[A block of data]

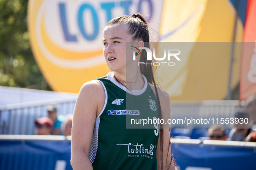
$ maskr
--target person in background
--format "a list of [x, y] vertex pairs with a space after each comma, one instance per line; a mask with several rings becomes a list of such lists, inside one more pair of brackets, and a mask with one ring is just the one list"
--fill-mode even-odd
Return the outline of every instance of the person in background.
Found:
[[70, 114], [66, 115], [66, 120], [62, 125], [62, 129], [63, 134], [67, 136], [71, 135], [71, 130], [72, 129], [72, 122], [73, 121], [73, 115]]
[[49, 117], [37, 119], [35, 122], [37, 135], [49, 135], [53, 125], [53, 122]]
[[219, 125], [213, 125], [208, 129], [208, 135], [210, 140], [224, 141], [227, 139], [225, 129]]
[[253, 121], [254, 126], [256, 126], [256, 96], [249, 97], [246, 101], [246, 109]]
[[253, 123], [252, 132], [245, 139], [246, 142], [256, 142], [256, 96], [249, 97], [246, 101], [246, 110]]
[[47, 108], [48, 117], [53, 122], [53, 127], [51, 132], [52, 135], [60, 135], [61, 127], [62, 122], [65, 121], [65, 117], [62, 115], [58, 115], [57, 107], [54, 104], [48, 106]]
[[[246, 110], [242, 107], [236, 108], [235, 113], [235, 119], [237, 118], [239, 120], [242, 118], [243, 120], [245, 119], [249, 119], [249, 115]], [[240, 123], [240, 121], [239, 121]], [[250, 127], [249, 123], [244, 123], [242, 124], [238, 123], [234, 123], [234, 127], [231, 130], [229, 138], [231, 141], [244, 141], [245, 138], [250, 133], [253, 131], [253, 129]]]

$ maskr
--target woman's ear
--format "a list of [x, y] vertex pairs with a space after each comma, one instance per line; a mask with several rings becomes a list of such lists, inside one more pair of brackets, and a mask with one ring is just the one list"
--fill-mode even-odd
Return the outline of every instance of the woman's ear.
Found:
[[138, 42], [138, 44], [137, 44], [137, 45], [138, 46], [138, 48], [139, 48], [139, 47], [144, 47], [144, 42], [143, 42], [143, 41], [142, 40], [141, 40], [139, 41]]

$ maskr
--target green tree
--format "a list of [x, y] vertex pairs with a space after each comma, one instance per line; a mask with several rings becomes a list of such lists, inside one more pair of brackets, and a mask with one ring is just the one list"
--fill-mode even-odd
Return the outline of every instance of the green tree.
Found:
[[51, 90], [33, 57], [28, 0], [0, 0], [0, 85]]

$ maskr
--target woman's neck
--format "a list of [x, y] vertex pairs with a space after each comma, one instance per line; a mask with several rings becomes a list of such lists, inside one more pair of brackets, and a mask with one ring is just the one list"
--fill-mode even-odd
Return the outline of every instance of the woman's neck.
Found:
[[142, 90], [145, 84], [140, 72], [133, 74], [132, 72], [127, 74], [115, 72], [112, 77], [129, 90]]

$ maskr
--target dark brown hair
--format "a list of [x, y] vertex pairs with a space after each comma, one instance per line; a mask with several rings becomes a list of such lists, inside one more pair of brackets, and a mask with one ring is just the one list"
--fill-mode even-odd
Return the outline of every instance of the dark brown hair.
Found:
[[[127, 30], [127, 33], [132, 35], [132, 40], [135, 41], [136, 40], [142, 40], [144, 42], [144, 47], [149, 48], [150, 48], [149, 45], [149, 26], [144, 18], [139, 14], [135, 14], [131, 16], [123, 16], [115, 18], [110, 20], [106, 25], [107, 26], [111, 26], [112, 25], [124, 24], [126, 24], [128, 25], [128, 28]], [[143, 62], [145, 64], [151, 63], [150, 61], [148, 61], [146, 60], [146, 51], [145, 50], [143, 50], [141, 51], [142, 57], [141, 56], [139, 59], [140, 62]], [[160, 118], [162, 117], [162, 112], [160, 103], [160, 100], [158, 95], [158, 92], [156, 87], [156, 84], [155, 81], [154, 76], [154, 70], [153, 67], [150, 64], [143, 64], [140, 65], [141, 73], [147, 79], [148, 82], [154, 85], [155, 87], [155, 90], [156, 94], [156, 98], [157, 101], [159, 105], [159, 113]], [[120, 82], [121, 81], [118, 80], [116, 77], [115, 79], [120, 84], [123, 84]], [[162, 152], [163, 150], [163, 128], [160, 128], [160, 150], [161, 150], [161, 169], [163, 169], [163, 160], [162, 160]], [[174, 164], [176, 167], [178, 167], [176, 163], [173, 159], [172, 145], [171, 146], [171, 152], [172, 154], [172, 160], [171, 161], [171, 164], [172, 161], [174, 161]], [[168, 150], [169, 151], [169, 149]], [[167, 159], [167, 158], [166, 158]], [[166, 160], [167, 161], [167, 160]], [[169, 167], [171, 166], [171, 164], [169, 166]]]

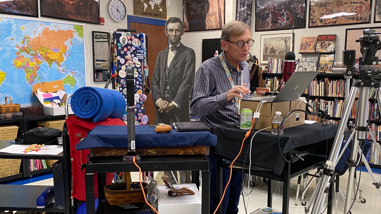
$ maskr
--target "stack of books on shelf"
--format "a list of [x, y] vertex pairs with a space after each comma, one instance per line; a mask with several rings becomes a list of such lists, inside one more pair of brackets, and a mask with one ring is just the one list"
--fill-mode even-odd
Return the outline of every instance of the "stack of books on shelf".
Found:
[[[282, 80], [282, 77], [266, 77], [265, 79], [263, 80], [263, 87], [269, 88], [270, 91], [273, 92], [280, 85]], [[283, 86], [280, 88], [282, 89], [282, 87]]]
[[269, 57], [268, 64], [269, 68], [267, 72], [269, 73], [282, 73], [283, 70], [284, 61], [284, 59]]
[[341, 117], [344, 105], [344, 101], [335, 99], [335, 101], [322, 99], [310, 99], [308, 102], [315, 109], [322, 110], [332, 117]]
[[328, 77], [316, 78], [311, 82], [306, 93], [312, 96], [343, 97], [345, 83], [344, 80], [331, 80]]
[[47, 169], [45, 160], [30, 160], [29, 169], [31, 171]]

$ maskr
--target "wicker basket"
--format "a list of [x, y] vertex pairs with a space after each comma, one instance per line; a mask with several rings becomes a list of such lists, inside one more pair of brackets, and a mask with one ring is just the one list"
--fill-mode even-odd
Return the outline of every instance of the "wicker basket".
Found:
[[[130, 172], [124, 173], [124, 180], [126, 183], [127, 186], [130, 187], [131, 184], [137, 183], [139, 182], [131, 182]], [[142, 182], [142, 183], [145, 183]], [[143, 188], [144, 193], [147, 195], [147, 185]], [[124, 204], [134, 204], [144, 202], [144, 198], [141, 189], [136, 190], [110, 190], [109, 189], [109, 185], [103, 188], [104, 195], [107, 201], [110, 205]]]
[[18, 131], [19, 128], [14, 125], [0, 126], [0, 141], [14, 140]]
[[37, 125], [39, 126], [46, 128], [54, 128], [62, 131], [64, 128], [64, 120], [41, 120], [37, 121]]
[[0, 159], [0, 178], [19, 174], [21, 162], [21, 159]]
[[322, 122], [322, 118], [316, 115], [307, 115], [307, 120], [313, 120], [318, 123]]
[[[9, 97], [10, 104], [8, 104], [8, 97]], [[9, 96], [5, 97], [5, 104], [0, 105], [0, 113], [11, 113], [20, 111], [19, 104], [12, 104], [12, 98]]]

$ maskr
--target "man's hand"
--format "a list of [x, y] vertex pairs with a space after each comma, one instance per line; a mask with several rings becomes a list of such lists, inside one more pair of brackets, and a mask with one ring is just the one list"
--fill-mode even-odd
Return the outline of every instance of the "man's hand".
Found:
[[159, 112], [162, 112], [163, 111], [166, 110], [169, 105], [168, 101], [162, 100], [157, 103], [157, 106], [159, 107]]
[[168, 113], [168, 112], [170, 111], [171, 110], [174, 109], [175, 107], [174, 104], [171, 102], [169, 103], [169, 105], [168, 105], [168, 107], [167, 108], [167, 110], [166, 113]]
[[235, 97], [242, 98], [242, 96], [240, 95], [240, 93], [244, 96], [251, 93], [249, 89], [246, 88], [246, 83], [243, 83], [242, 85], [236, 85], [226, 92], [226, 99], [230, 102]]

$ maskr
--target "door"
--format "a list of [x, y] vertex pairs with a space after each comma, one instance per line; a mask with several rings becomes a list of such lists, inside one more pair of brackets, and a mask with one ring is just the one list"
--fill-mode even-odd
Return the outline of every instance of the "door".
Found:
[[[148, 77], [150, 84], [152, 80], [152, 75], [155, 70], [155, 62], [159, 52], [168, 46], [168, 37], [164, 32], [165, 27], [151, 24], [130, 22], [130, 28], [136, 30], [138, 33], [143, 33], [148, 35], [147, 40], [147, 59], [148, 63]], [[152, 96], [150, 93], [147, 94], [145, 102], [146, 114], [148, 116], [150, 124], [155, 123], [155, 107], [152, 100]]]

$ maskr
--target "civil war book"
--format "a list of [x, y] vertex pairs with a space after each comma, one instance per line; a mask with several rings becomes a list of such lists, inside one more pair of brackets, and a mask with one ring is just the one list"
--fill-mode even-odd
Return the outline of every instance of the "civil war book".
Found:
[[336, 34], [319, 35], [316, 42], [317, 52], [333, 52], [335, 51]]

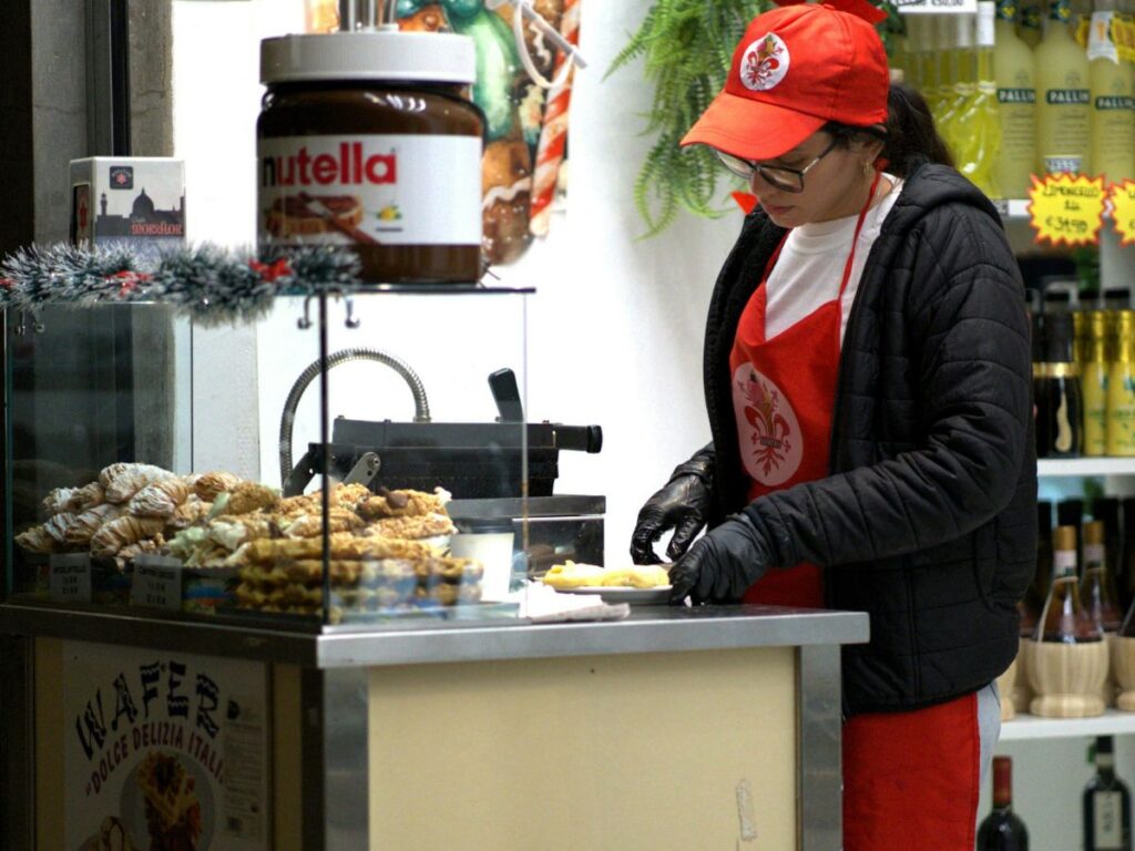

= Direction =
Copy every line of the records above that contains the string "civil".

= Expected answer =
--target "civil war book"
Return the outline of every instance of the "civil war book".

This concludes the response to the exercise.